# Aufgaben:
(1) Wofür steht der gekreuzigte Christus laut dem Text über den Gekreuzigten?
(2) Schreib im Text über den Gekreuzigten alles von „Der Gekreuzigte: Stärke“ bis hinunter zu „neue Kraft entstehen.“ noch einmal ab und setz dabei „Verletzlichkeit“ statt „Zerbrechlichkeit“ ein.

# Vorgegebener Text:
______

Wer eine solche Krise durchlebt hat, konnte aber vielleicht die überraschende Erfahrung machen: Gerade als ich mich am Ende meiner eigenen Möglichkeiten gefühlt habe, trat die Wende ein. Und er oder sie beginnt zu ahnen, was Paulus als die neuen Möglichkeiten Gottes beschreibt.
„Das Wort vom Kreuz mutet Menschen zu, dass sie loslassen, um beschenkt zu werden, dass sie sterben, um neues Leben zu gewinnen, dass sie in einer Welt der Macht und Stärke auf den vertrauen, der am Kreuz gestorben ist.“ (Zitat Predigtstudien, S.82)
Der Gekreuzigte: Stärke durch Schwachheit
Der gekreuzigte Christus ist ein Gegenbild zu den Idealbildern vom starken, strahlenden, jugendlichen Helden. Doch gerade darin liegt seine Kraft. Er steht für die Zerbrechlichkeit unseres Lebens. Zerbrechlichkeit gehört zur menschlichen Existenz dazu, aber gerade daraus kann neue Kraft entstehen.

______

# Inhalt der Zeilen:
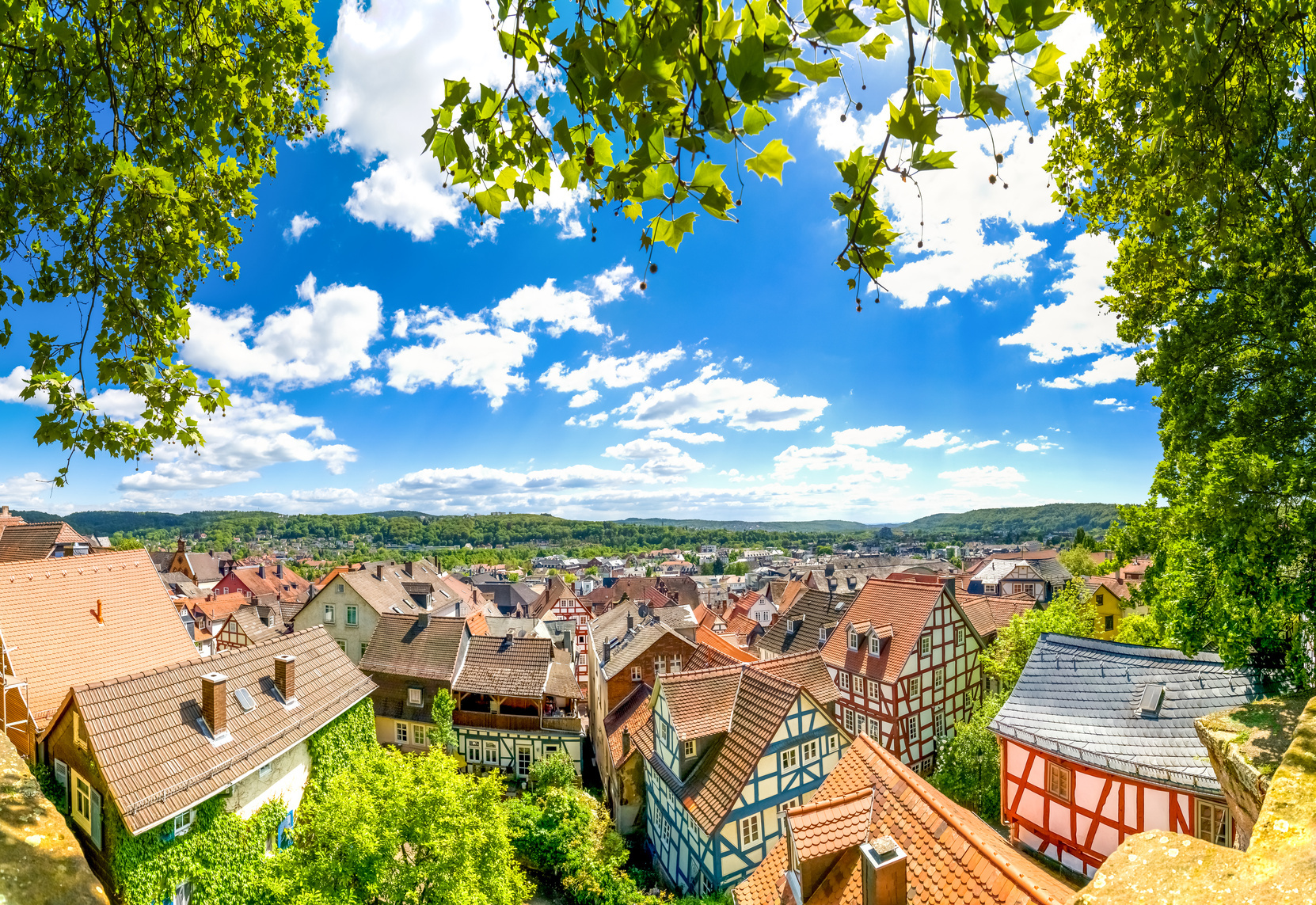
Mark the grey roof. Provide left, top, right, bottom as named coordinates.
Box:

______

# Antworten:
(1) Für die Zerbrechlichkeit unseres Lebens.

(2)
Der Gekreuzigte: Stärke durch Schwachheit
Der gekreuzigte Christus ist ein Gegenbild zu den Idealbildern vom starken, strahlenden, jugendlichen Helden. Doch gerade darin liegt seine Kraft. Er steht für die Verletzlichkeit unseres Lebens. Verletzlichkeit gehört zur menschlichen Existenz dazu, aber gerade daraus kann neue Kraft entstehen.